Task requirements: Copy each line of the listing below exactly.
★ ★ ★ ★ ★
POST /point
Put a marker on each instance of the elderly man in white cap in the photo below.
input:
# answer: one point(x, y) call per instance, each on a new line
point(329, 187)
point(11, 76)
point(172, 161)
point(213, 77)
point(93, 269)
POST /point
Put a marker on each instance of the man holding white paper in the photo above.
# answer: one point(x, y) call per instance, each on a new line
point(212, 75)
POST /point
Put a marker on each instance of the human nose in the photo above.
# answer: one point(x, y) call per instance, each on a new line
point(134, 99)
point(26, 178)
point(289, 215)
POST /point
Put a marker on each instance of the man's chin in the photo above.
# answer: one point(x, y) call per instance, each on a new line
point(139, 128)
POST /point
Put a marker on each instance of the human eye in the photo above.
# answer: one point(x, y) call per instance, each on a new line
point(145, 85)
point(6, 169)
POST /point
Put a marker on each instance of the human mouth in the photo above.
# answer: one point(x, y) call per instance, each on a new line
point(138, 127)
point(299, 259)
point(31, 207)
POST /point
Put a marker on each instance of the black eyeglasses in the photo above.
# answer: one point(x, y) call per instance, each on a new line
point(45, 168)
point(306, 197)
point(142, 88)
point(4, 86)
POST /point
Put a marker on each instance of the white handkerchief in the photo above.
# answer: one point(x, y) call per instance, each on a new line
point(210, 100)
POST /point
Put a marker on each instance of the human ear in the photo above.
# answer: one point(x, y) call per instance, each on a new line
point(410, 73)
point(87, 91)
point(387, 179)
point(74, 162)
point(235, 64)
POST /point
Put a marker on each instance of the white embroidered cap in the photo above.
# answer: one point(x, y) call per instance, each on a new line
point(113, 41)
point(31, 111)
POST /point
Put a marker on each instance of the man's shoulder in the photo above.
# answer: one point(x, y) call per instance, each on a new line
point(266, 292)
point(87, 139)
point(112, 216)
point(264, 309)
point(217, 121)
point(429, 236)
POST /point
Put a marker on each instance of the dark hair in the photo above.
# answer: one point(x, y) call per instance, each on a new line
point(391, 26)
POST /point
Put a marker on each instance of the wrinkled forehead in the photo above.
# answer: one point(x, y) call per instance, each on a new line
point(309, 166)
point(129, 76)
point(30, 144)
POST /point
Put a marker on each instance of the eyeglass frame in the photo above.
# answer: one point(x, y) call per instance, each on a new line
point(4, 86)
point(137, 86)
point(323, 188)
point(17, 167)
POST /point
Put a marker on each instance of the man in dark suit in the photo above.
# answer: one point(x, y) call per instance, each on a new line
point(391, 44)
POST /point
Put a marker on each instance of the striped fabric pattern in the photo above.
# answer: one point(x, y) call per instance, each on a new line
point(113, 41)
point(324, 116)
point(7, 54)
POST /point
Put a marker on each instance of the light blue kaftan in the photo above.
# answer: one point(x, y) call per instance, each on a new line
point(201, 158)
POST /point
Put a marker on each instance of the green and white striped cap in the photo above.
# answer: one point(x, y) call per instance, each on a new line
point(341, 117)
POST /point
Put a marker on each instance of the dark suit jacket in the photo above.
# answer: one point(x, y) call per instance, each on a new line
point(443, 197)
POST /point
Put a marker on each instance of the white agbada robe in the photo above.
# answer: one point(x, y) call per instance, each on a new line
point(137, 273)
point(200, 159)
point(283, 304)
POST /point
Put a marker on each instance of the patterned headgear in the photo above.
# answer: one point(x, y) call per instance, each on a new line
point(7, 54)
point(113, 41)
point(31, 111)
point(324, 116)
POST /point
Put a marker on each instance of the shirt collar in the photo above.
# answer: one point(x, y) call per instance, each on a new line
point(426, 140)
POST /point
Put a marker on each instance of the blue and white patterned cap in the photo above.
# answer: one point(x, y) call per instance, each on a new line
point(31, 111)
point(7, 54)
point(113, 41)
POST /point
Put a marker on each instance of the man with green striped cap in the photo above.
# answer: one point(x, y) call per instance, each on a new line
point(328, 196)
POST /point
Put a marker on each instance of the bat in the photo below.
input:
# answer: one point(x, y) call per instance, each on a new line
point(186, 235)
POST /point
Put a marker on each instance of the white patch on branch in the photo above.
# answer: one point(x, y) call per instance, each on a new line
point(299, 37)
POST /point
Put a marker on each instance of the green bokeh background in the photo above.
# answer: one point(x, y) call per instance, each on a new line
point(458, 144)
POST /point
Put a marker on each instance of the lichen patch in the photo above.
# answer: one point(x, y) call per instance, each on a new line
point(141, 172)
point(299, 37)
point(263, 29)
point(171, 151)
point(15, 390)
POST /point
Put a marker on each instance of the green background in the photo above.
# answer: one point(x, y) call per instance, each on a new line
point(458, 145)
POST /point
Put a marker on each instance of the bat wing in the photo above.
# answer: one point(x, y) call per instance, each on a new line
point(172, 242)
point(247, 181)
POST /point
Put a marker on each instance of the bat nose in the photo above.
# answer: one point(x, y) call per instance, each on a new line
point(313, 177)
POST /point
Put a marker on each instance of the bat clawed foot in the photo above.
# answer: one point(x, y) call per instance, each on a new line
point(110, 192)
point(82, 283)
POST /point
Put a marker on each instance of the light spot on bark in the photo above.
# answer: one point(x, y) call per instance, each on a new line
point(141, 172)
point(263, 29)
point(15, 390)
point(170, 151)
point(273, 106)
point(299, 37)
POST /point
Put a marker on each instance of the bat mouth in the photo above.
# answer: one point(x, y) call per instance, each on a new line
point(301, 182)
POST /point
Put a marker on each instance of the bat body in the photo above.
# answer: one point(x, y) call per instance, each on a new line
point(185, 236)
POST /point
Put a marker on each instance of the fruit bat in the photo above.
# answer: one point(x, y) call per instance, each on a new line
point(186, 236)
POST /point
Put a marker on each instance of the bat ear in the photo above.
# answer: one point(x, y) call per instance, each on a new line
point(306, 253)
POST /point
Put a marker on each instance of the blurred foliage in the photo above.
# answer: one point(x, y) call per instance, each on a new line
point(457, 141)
★ ★ ★ ★ ★
Exercise answer:
POST /point
Put a marker on each instance of the elderly man in white cap in the photo below.
input:
# answer: one point(x, y) call per instance, each on a new line
point(329, 187)
point(11, 76)
point(172, 161)
point(213, 77)
point(93, 269)
POST /point
Put a marker on each instance of the man holding white paper in the photo above.
# answer: one point(x, y) call per instance, each on a new line
point(212, 75)
POST /point
Put a marker on each instance of the human nose in the photo above.
# answer: one point(x, y) call per instance, each on a new line
point(134, 99)
point(26, 178)
point(289, 215)
POST /point
Put a marker on each instance of the man's chin in the photo above.
# answer: one point(x, y) call per instance, each on a new line
point(139, 128)
POST /point
Put a marker on each instance of the human eye in the photo above.
# answer: one point(x, y) call per instance, each on a new line
point(145, 85)
point(6, 169)
POST /point
Put a marker on each instance of the human mouth in the photo above.
# answer: one point(x, y) call per instance, each on a new line
point(138, 127)
point(299, 259)
point(31, 207)
POST /point
Put a marker on each instance of the black eyeglasses in the photo above.
# answer: one point(x, y) call per instance, each on a new line
point(45, 168)
point(306, 197)
point(142, 88)
point(4, 86)
POST /point
Put a marker on each instance of the white handkerchief in the photo above.
# answer: one point(x, y) call per instance, each on a new line
point(210, 100)
POST /point
Put a marker on each instance of the human ear in the photo above.
# answer: one point(x, y) call per instance, each on a new line
point(410, 73)
point(87, 91)
point(387, 179)
point(74, 162)
point(235, 64)
POST /point
Put a marker on each instance of the white embroidered cap in the photo above.
# answer: one point(x, y) call per instance, each on a new line
point(113, 41)
point(31, 111)
POST /point
Put a marker on each instance of the man's shoulder in the photo above.
# answer: one point(x, y) call per instance, each on a new line
point(266, 292)
point(87, 139)
point(112, 216)
point(264, 309)
point(217, 121)
point(429, 236)
POST /point
Put a marker on each instance of the dark hair in the photo above.
# answer: one point(x, y) call per instance, each on a new line
point(391, 26)
POST /point
Put a marker on each instance of the wrinkled forehead in the photo above.
# answer: one point(x, y) call per instance, each on a new line
point(309, 166)
point(129, 76)
point(30, 144)
POST /point
Put a marker on each instance of the eyeglass frame in the photo above.
# answer: one point(x, y) call per instance, each on a new line
point(4, 86)
point(137, 86)
point(323, 188)
point(17, 167)
POST /point
Put a marker on each instance of the man in dark suit in the photo above.
# answer: one point(x, y) call per instance, each on a new line
point(391, 44)
POST /point
Put a marker on each instance of the striped fabric pattern in the photo above.
# answer: one point(x, y) call per instance, each on a new line
point(113, 41)
point(324, 116)
point(7, 54)
POST /point
Put a marker on each instance of the light blue kaftan in the photo above.
# answer: one point(x, y) call per instance, each on a new line
point(201, 158)
POST /point
Put a marker on each instance of the green and white striped cap in the photo above.
# answer: one point(x, y) call per instance, each on a new line
point(341, 117)
POST /point
Put a marker on each instance of the dark suit jacket in the photo above.
# answer: one point(x, y) call per instance, each on a new line
point(443, 197)
POST /point
Put a marker on each instance of the white agbada robe in the photo above.
# answer: one point(x, y) call per instance, each on a new line
point(137, 273)
point(200, 159)
point(283, 304)
POST /point
Put a marker on each instance of the patterned headgear in the photo above.
# answer: one point(x, y) call per instance, each on a new line
point(7, 54)
point(113, 41)
point(31, 111)
point(324, 116)
POST /point
Put a marker on each instance of the shirt collar in the photo above.
# answer: one point(x, y) call per instance, each on a new line
point(426, 140)
POST /point
Put a marker on each instance of the blue and white patterned cap in the photo above.
# answer: one point(x, y) call per instance, each on a new line
point(31, 111)
point(7, 54)
point(113, 41)
POST /point
Put a marker on each instance of the man with green striped cap in the photo above.
# answer: one point(x, y) call per instance, each on a new line
point(328, 196)
POST /point
Put a marker on each instance of the bat in the photo below.
input:
# answer: one point(x, y) call per instance, each on a new line
point(186, 235)
POST /point
Put a marker on each instance of the white patch on branch in the photo above.
# answer: one point(x, y) call per instance, each on a new line
point(299, 37)
POST /point
Put a marker on each instance of the green bokeh background in the photo above.
# answer: one point(x, y) call per instance, each on a new line
point(458, 144)
POST /point
Put a marker on each instance of the lichen patch in the photo above.
# answer: one point(x, y) call per instance, each on a new line
point(141, 172)
point(299, 37)
point(263, 29)
point(171, 151)
point(15, 390)
POST /point
Put a marker on each instance of the green background in the photo above.
# answer: one point(x, y) call per instance, each on a new line
point(458, 145)
POST /point
Put a marker on each instance of the bat wing in the photo above.
# answer: one point(x, y) call per instance, each on a new line
point(172, 242)
point(247, 181)
POST /point
Put a marker on each instance of the bat nose in the photo above.
# answer: one point(x, y) call per instance, each on a new line
point(313, 177)
POST /point
Put a marker on each instance of the bat clawed foot in the photo above.
# answer: one point(x, y) call per instance, each on a new line
point(110, 192)
point(82, 283)
POST /point
Put a marker on each instance of the light spot on bark in the photo above.
# answer: one point(x, y) call per instance, each on a new line
point(141, 172)
point(263, 29)
point(15, 390)
point(170, 151)
point(273, 106)
point(299, 37)
POST /point
Put a marker on each instance of the bat mouth in the photo above.
# answer: one point(x, y) call per instance, each on a new line
point(301, 182)
POST /point
Put a marker on each instance of the bat body in the photo above.
# answer: one point(x, y) call per instance, each on a new line
point(185, 236)
POST /point
Put a marker on each instance of the fruit bat in the photo above.
# answer: one point(x, y) call per instance, each on a new line
point(186, 236)
POST /point
Put a marker on each instance of the bat ear in the photo above.
# answer: one point(x, y) call per instance, each on a new line
point(306, 253)
POST /point
Put a marker on each instance of the blurred foliage in the photo above.
# answer: one point(x, y) call per instance, each on a new line
point(457, 141)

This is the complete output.